## Stated exercise
According to the forum comment below, why did Solaris, Linux, and the BSDs abandon M:N threading?

## Excerpted text
——————————
Yeah, both examples plus him not backing up his performance assertion showed he ...

dmpk2k · on Jan 23, 2016

I think Bryan Cantrill is referring to both STM and M:N in the context of high performance applications (aka, the norm for him, since he's a kernel engineer). In that sense, both of them do have problems.

Circa 2000, Solaris, Linux, and some (all?) BSDs had M:N threading, and all of them threw it away because there are numerous performance artifacts caused by two schedulers (OS and the M:N) conflicting with each other. Mr. Cantrill was there when this all happened, and even wrote a paper on it: ftp://ftp.cs.brown.edu/pub/techreports/96/cs96-19.pdf

This doesn't affect Erlang as much simply because Erlang is really slow. I think of it as a waterline -- the lower the overhead of the language, the more likely you will run into the serious problems that M:N typically inflicts. E.g. priority inversion, and long and unpredictable latencies when the OS swaps out a thread that M:N wanted running.

As for Haskell and STM, all I know on the topic is that some pretty damn smart engineers at IBM spent a good while trying to make STM work well, and gave up. See this ACM article: https://queue.acm.org/detail.cfm?id=1454466. Perhaps Haskell managed to pull it off through the language restrictions it allows, but I’d like to see some compelling articles on that by engineers who know a thing or two; just because a language has STM doesn’t mean it does it well.

Honestly, I think your comments about M:N and STM are more revealing of your ignorance rather that Cantrill's. While you might disagree with him, there’s sufficient literature to give his stance some legitimacy. Sweepingly calling his stance "full of crap" says a thing or two.
——————————
## Data section
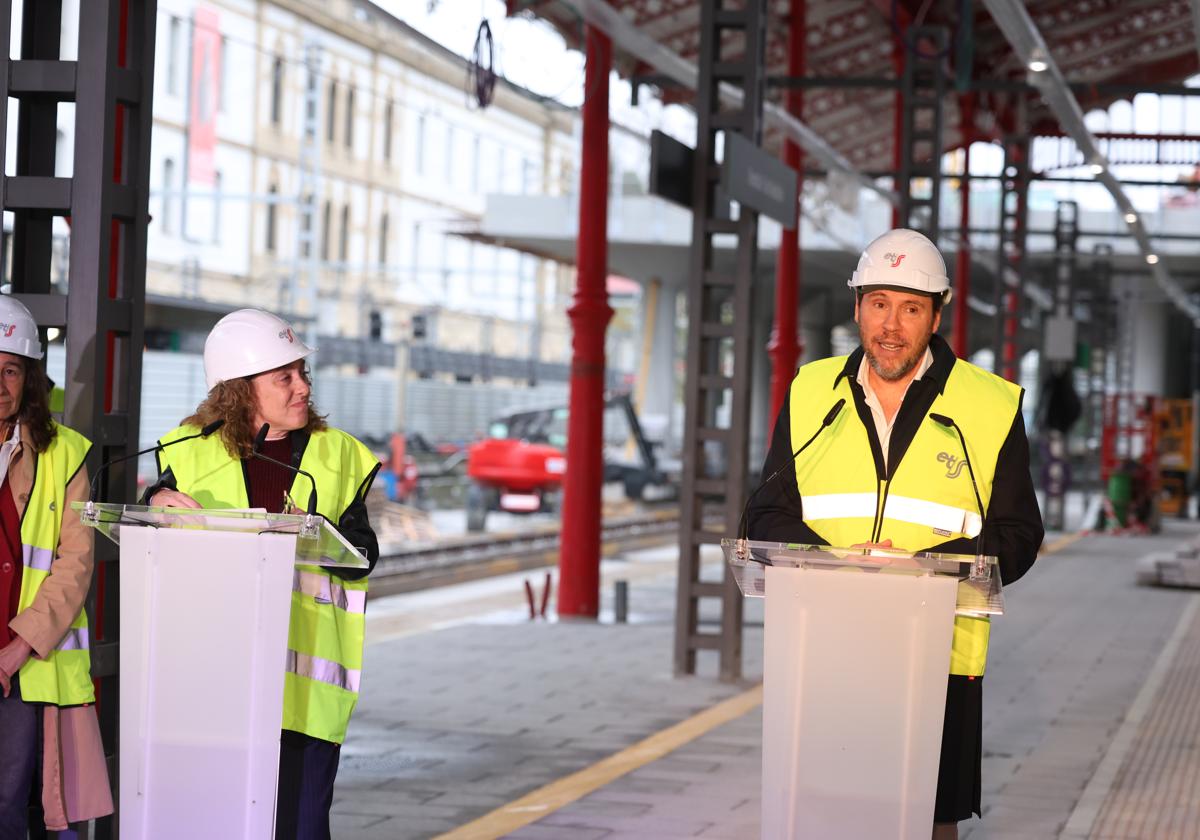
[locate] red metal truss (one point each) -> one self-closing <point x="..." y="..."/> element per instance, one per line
——————————
## The result
The two schedulers, the OS scheduler and the M:N scheduler, conflicted with each other and caused numerous performance artifacts.